** Begin **

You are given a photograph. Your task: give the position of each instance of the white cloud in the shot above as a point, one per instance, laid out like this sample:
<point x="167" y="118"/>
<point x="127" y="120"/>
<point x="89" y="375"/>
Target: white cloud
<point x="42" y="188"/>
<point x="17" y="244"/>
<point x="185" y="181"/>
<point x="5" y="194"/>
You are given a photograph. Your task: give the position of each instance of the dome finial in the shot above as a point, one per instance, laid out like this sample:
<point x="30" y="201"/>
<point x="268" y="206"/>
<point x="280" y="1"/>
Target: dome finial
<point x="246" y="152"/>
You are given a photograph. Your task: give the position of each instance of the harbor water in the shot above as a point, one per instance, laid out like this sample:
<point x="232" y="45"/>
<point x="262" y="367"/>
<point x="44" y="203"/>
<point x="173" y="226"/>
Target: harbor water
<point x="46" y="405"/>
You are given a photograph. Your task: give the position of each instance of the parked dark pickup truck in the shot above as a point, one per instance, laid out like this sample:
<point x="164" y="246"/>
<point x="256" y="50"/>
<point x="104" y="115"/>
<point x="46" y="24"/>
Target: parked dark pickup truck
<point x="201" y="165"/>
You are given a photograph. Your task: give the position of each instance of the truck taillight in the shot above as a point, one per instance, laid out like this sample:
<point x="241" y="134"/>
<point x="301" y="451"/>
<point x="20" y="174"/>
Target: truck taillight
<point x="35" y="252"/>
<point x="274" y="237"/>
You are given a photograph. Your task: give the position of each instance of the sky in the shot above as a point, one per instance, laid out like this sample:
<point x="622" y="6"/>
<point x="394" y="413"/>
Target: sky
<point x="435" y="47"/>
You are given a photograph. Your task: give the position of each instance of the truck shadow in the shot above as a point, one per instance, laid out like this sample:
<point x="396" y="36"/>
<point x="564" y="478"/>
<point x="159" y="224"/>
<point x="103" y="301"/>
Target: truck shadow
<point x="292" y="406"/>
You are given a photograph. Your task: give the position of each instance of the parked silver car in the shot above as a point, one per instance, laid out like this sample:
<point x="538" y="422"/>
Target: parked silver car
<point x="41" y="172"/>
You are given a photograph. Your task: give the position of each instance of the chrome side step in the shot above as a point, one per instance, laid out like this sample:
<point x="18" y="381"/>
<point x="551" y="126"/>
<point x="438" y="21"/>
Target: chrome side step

** End **

- Brief:
Rewrite every line of the items above as a Markdown table with two columns, "Row" for the row number and "Line" for the line itself, leaving out blank lines.

- Solution to this exercise:
| Row | Line |
|---|---|
| 1 | You are given a photograph. Your task: give the position of each instance of the white cloud in the shot above as a point, one per instance, laid out like this sample: |
| 2 | <point x="167" y="118"/> |
| 3 | <point x="127" y="120"/> |
| 4 | <point x="89" y="375"/> |
| 5 | Target: white cloud |
| 6 | <point x="42" y="188"/> |
| 7 | <point x="17" y="244"/> |
| 8 | <point x="185" y="181"/> |
| 9 | <point x="5" y="194"/> |
| 10 | You are given a photograph. Your task: give the position of each instance of the dome finial in the shot above as a point, one per instance, laid out like this sample: |
| 11 | <point x="30" y="201"/> |
| 12 | <point x="268" y="206"/> |
| 13 | <point x="280" y="1"/> |
| 14 | Target: dome finial |
| 15 | <point x="246" y="152"/> |
| 16 | You are given a photograph. Your task: give the position of each instance of the harbor water in the shot above as a point, one per instance, laid out like this sample: |
| 17 | <point x="232" y="45"/> |
| 18 | <point x="262" y="367"/> |
| 19 | <point x="44" y="203"/> |
| 20 | <point x="173" y="226"/> |
| 21 | Target: harbor water |
| 22 | <point x="46" y="405"/> |
| 23 | You are given a photograph. Your task: give the position of each instance of the parked dark pickup truck in the shot above as a point, one per instance, laid out like this sample: |
| 24 | <point x="164" y="246"/> |
| 25 | <point x="256" y="50"/> |
| 26 | <point x="104" y="115"/> |
| 27 | <point x="46" y="24"/> |
| 28 | Target: parked dark pickup truck |
| 29 | <point x="201" y="165"/> |
| 30 | You are given a photograph. Your task: give the position of each instance of the truck taillight in the shot above as a point, one per instance, laid out like this sample: |
| 31 | <point x="241" y="134"/> |
| 32 | <point x="301" y="451"/> |
| 33 | <point x="20" y="174"/> |
| 34 | Target: truck taillight |
| 35 | <point x="35" y="252"/> |
| 36 | <point x="274" y="237"/> |
| 37 | You are given a photograph. Your task: give the position of each instance of the sky in the shot above as a point, one per instance, laid out like this sample: |
| 38 | <point x="622" y="6"/> |
| 39 | <point x="394" y="413"/> |
| 40 | Target: sky |
| 41 | <point x="435" y="47"/> |
| 42 | You are given a photograph. Your task: give the position of each instance of the truck shadow in the shot above as a point, one per instance, laid out like this sample: |
| 43 | <point x="396" y="36"/> |
| 44 | <point x="564" y="478"/> |
| 45 | <point x="159" y="224"/> |
| 46 | <point x="103" y="301"/> |
| 47 | Target: truck shadow |
| 48 | <point x="292" y="406"/> |
| 49 | You are given a photograph. Your task: give the position of each instance of the parked silver car in the shot above as a point, one per instance, laid out like this sample: |
| 50 | <point x="538" y="422"/> |
| 51 | Target: parked silver car |
| 52 | <point x="41" y="172"/> |
| 53 | You are given a photograph. Your task: give the position of each instance of the chrome side step in the shot above as a point, one per instance, laid out like this sample: |
| 54 | <point x="18" y="381"/> |
| 55 | <point x="551" y="126"/> |
| 56 | <point x="438" y="21"/> |
| 57 | Target: chrome side step |